Consignes de travail:
D'après le texte cité, quel est l'effet de l'excuse de minorité sur la peine encourue par un mineur âgé de 13 à 16 ans ?

Et donc une société est réglée par le droit. Alors je ne vais pas énumérer ici tous les principes élémentaires du droit ; je constate simplement, à entendre ce que disent mes élèves du quotidien de leur école, de leur scolarité, que trop souvent, s’agissant de la construction de la citoyenneté précisément, notre école fonctionne institutionnellement (il ne s’agit pas là de défauts ou de manques pédagogiques ou psychologiques chez les enseignants, mais il s’agit bien du fonctionnement institutionnel lui-même) en contredisant un certain nombre de ces principes élémentaires, ceux du droit, principes élémentaires que nul d’entre nous ne songerait à discuter, bien entendu, puisque ce sont ces principes qui nous permettent de discuter. Ce qui permet la discussion, les conditions juridiques de la discussion ne se discutent pas elles-mêmes. Alors il y a des principes très simples, je ne vais pas tous les énumérer, ce serait l’objet d’un programme de formation ou de stage, je vais en prendre simplement trois.

Il est clair dans notre code pénal, ce n’est pas moi qui invente ça, que pour un même acte criminel ou délictueux, un mineur est moins lourdement puni qu’un majeur. C’est une évidence, il y a l’excuse de minorité. En dessous de 13 ans, il ne peut pas y avoir de mesures pénales, il y a des mesures éducatives ; entre 13 et 16 ans, il y a l’excuse de minorité qui divise par deux la peine encourue, entre 16 et 18 ans, le juge peut ne pas retenir l’excuse de minorité et à partir de 18 ans, il y a la pleine responsabilité. Donc pour un même acte criminel ou délictueux, un mineur est moins lourdement puni qu’un majeur. Or, qu’est-ce qui se passe dans l’école ? J’ai beaucoup de récits de mes élèves là-dessus, puisque je travaille en philosophie en faisant raconter à mes élèves ce qu’ils vivent quotidiennement. Qu’est-ce qui se passe lorsque je perds mon sang froid et que je flanque une claque à un élève ? Ça n’arrive jamais bien entendu… et qu’est ce qui se passe quand un élève perd son sang froid et me flanque une claque ? À poser ce genre de questions, eh bien effectivement on en vient à se demander, en voyant les résultats quant aux rapports à la citoyenneté que nous constatons autour de nous chez les adultes, s’il y a lieu de s’étonner spécialement du rapport que chacun d’entre nous, citoyen de droit, entretient lui même avec la loi. Peut-on en effet prêcher la vertu civique, la vertu que Montesquieu décrivait comme étant la condition de la démocratie, peut-on prêcher la vertu civique et ne pas appliquer soi-même ou ne pas s’appliquer à soi-même les principes élémentaires de ce droit ?

Entrées fournies:
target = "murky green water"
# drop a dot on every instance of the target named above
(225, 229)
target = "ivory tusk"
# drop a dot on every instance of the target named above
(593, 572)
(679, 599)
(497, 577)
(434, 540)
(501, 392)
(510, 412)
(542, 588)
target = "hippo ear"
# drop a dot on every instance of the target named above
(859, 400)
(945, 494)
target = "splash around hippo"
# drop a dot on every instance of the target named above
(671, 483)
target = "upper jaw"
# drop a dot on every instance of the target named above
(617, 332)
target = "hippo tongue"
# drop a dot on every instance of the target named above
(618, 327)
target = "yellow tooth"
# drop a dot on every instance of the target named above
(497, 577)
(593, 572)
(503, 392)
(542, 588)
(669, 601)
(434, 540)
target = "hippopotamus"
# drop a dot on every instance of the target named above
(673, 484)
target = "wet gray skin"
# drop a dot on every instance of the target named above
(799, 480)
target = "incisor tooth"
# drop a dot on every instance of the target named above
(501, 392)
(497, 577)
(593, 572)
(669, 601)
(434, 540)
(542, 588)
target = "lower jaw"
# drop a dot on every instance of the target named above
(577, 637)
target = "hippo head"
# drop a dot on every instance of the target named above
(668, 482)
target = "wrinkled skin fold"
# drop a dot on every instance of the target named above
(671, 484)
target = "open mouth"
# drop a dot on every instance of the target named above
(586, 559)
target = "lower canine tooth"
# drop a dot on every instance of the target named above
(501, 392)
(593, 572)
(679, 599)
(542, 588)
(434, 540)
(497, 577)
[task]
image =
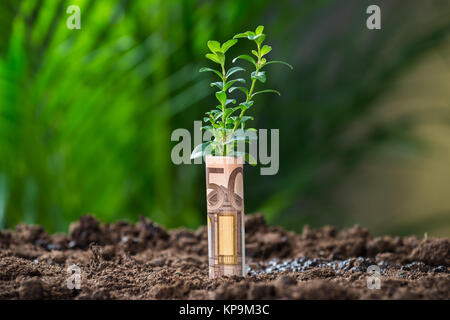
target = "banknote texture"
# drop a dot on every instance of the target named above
(225, 206)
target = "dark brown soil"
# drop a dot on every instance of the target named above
(144, 261)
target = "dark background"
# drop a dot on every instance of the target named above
(86, 115)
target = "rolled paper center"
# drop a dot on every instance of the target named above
(225, 206)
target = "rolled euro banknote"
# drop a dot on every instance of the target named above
(225, 206)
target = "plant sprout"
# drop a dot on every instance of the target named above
(229, 116)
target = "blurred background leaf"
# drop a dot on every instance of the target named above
(86, 115)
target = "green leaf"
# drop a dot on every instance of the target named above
(266, 91)
(260, 38)
(211, 70)
(260, 75)
(214, 46)
(233, 70)
(228, 101)
(245, 57)
(199, 150)
(213, 57)
(230, 83)
(282, 62)
(265, 50)
(221, 96)
(259, 29)
(217, 84)
(227, 45)
(247, 157)
(254, 36)
(246, 105)
(243, 89)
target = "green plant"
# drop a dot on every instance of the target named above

Résultat attendu:
Elle divise par deux la peine encourue.